Carry on the PocketGamer.biz weekly mobile gaming digest below, starting after its final sentence.

● **Passage provided**:
-------------------------
The games industry moves quickly and while stories may come and go there are some that we just can’t let go of…

So, to give those particularly thorny topics a further going over we’ve created a weekly digest where the members of the PocketGamer.biz team share their thoughts and go that little bit deeper on some of the more interesting things that have happened in mobile gaming in the past week.

Week in Views – What caught our editorial eyes in the last seven days | Pocket Gamer.biz

The Horizon franchise is reportedly eyeing a mobile debut

Well, well, well. What goes around comes around. Consoles and hi-spec PCs have had it too good for too long. All that raw processing horse-power. All those $60 games (even $70 for the upcoming next instalment in the Zelda series). And all that effort and huffing and puffing creating gaming franchises that couldn’t possibly exist anywhere else and which wouldn’t find an audience even if they did…

And all the while the smart money moves to mobile – home of the biggest gaming audience and the potential to make the most revenue. So the notion that one of the biggest, most ambitious, most ‘flagship’ of high-profile ‘next gen’ franchises could be heading to mobile doesn’t come as any kind of surprise. It’s more the fact that after bragging about the heavyweight nature of such a ‘proper’ game, that they’ve the nerve to come knocking in the first place.

Well, mobile’s door is always open and big names are always welcome inside. Just a warning. The rules are rather different here, but if you play the game and get it right you can win big. So who’s next for taking their games to the real next generation?

Iwan Morris
Staff Writer
Iwan is a Cardiff-based freelance writer, who only occasionally refers to himself in the third person.

Xsolla to partner with Mastercard for mobile payment support

I think the thing that struck me the most about the flurry of Xsolla announcements this week was that it was, well, a flurry. Clearly they’ve got big plans for 2023 and it’s all based on bringing big money into mobile. Cloud gaming is big business and Mastercard are of course one of the biggest payment processors and credit card companies on the planet. I still talk to people about mobile gaming and see surprise when I mention how much money is involved in it, so it doesn’t surprise me that Xsolla thinks there’s still niches to be exploited and solutions to be offered.

I think it also speaks to there being a potentially larger and more diverse number of developers and publishers coming to the mobile platform. Solutions like these are, to my knowledge, more likely to be developed in-house or already be in place in larger companies. Therefore Xsolla will most likely benefit, and benefit from, smaller studios looking to navigate the world of payments and monetisation.

The specific purpose of the partnership to help simplify and streamline payments is also interesting. Because I know older individuals can often find using smartphones and other devices difficult, but many still enjoy puzzle games and other genres. Not only that, but payment protection to prevent children from making purchases has been a hot topic recently, so clearly Xsolla and Mastercard want to get out in front and introduce their own means of safeguarding family finances.
-------------------------
[Dataset rows]
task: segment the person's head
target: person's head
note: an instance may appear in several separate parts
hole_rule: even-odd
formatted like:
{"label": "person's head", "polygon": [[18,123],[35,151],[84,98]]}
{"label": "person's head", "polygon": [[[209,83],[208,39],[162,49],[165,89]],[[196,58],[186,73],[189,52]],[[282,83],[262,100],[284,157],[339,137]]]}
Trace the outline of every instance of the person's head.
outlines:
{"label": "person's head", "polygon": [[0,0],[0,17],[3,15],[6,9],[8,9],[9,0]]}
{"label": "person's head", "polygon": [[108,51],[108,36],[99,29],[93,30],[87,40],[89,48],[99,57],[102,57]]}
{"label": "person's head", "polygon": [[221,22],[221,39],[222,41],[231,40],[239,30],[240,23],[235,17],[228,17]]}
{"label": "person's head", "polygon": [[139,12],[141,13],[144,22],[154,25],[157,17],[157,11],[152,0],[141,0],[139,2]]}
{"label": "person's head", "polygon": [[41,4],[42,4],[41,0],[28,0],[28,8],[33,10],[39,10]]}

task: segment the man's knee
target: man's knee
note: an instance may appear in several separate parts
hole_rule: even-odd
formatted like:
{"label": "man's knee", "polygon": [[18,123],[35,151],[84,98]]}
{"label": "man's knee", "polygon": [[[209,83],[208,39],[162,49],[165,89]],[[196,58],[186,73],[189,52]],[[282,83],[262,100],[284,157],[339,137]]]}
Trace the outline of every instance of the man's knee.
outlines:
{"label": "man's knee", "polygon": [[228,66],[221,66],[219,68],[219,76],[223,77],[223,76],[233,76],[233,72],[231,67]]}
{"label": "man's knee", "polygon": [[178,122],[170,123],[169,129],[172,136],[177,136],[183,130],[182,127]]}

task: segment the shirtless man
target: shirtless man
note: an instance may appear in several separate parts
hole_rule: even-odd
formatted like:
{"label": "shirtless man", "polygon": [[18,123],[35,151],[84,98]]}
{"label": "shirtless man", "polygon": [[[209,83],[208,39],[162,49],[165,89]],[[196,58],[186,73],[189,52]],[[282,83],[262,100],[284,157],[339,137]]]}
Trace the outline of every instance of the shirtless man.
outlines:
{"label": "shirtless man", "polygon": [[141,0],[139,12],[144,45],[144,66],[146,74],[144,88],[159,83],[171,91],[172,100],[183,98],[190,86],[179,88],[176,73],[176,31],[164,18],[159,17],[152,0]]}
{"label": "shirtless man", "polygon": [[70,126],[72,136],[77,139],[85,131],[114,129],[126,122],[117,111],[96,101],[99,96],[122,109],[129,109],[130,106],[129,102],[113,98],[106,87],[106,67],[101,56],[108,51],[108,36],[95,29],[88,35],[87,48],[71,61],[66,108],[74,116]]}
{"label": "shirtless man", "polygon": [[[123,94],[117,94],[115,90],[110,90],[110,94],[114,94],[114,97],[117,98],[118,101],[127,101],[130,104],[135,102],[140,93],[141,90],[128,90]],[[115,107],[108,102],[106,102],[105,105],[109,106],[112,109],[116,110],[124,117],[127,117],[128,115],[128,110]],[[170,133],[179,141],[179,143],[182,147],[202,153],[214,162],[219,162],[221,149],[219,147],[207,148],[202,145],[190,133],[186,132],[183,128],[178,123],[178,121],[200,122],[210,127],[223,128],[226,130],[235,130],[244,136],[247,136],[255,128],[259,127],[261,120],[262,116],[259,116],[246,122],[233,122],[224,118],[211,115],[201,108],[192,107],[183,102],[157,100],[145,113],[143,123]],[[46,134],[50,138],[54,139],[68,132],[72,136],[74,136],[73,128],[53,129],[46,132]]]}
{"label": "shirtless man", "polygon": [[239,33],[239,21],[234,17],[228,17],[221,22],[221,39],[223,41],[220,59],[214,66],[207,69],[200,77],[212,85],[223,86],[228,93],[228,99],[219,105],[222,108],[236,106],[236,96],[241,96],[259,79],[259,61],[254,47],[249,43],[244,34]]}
-------------------------
● **The output**:
Lewis Rees
Staff Writer
Lewis Rees is a journalist, author, and escape room enthusiast based in South Wales. He got his degree in Film and Video from the University of Glamorgan. He’s been a gamer all his life.

EU issues Microsoft with antitrust warning

Acquisitions are always a big deal, but Microsoft’s attempted acquisition of Activision Blizzard stands out, not just due to the scale but how it can affect others. While the deal has been approved in some markets, many others have launched investigations, with the FTC deciding in December to sue in an attempt to block the deal. Now, with the EU formally issuing Microsoft with a warning, the question of whether or not the deal is viable becomes more and more pressing, especially as the UK’s competition and markets authority (CMA) also voiced its opposition to the deal this week.

Now, with three key markets seemingly in agreement about the possible anticompetitive prospects of the deal, Microsoft Blizzard face a battle on three fronts.

Microsoft and Activision Blizzard both seem to remain committed to the deal, but it’s possible that this optimism has its limits. With the FTC’s court case with Microsoft regarding the deal likely forcing the deal to be abandoned, at least temporarily, it’s possible that the company may get cold feet.

While some concern from competitors may have been expected, it’s unlikely that either company could have foreseen the level on scrutiny legislators have put the acquisition under, and with the UK and EU both agreeing with the USA that the deal could have negative impact of both consumers and competitors, it’s possible that Microsoft will need to make more significant concessions to keep everyone happy, and may decide to utilise this forced pause in proceedings as an opportunity to step away from the table.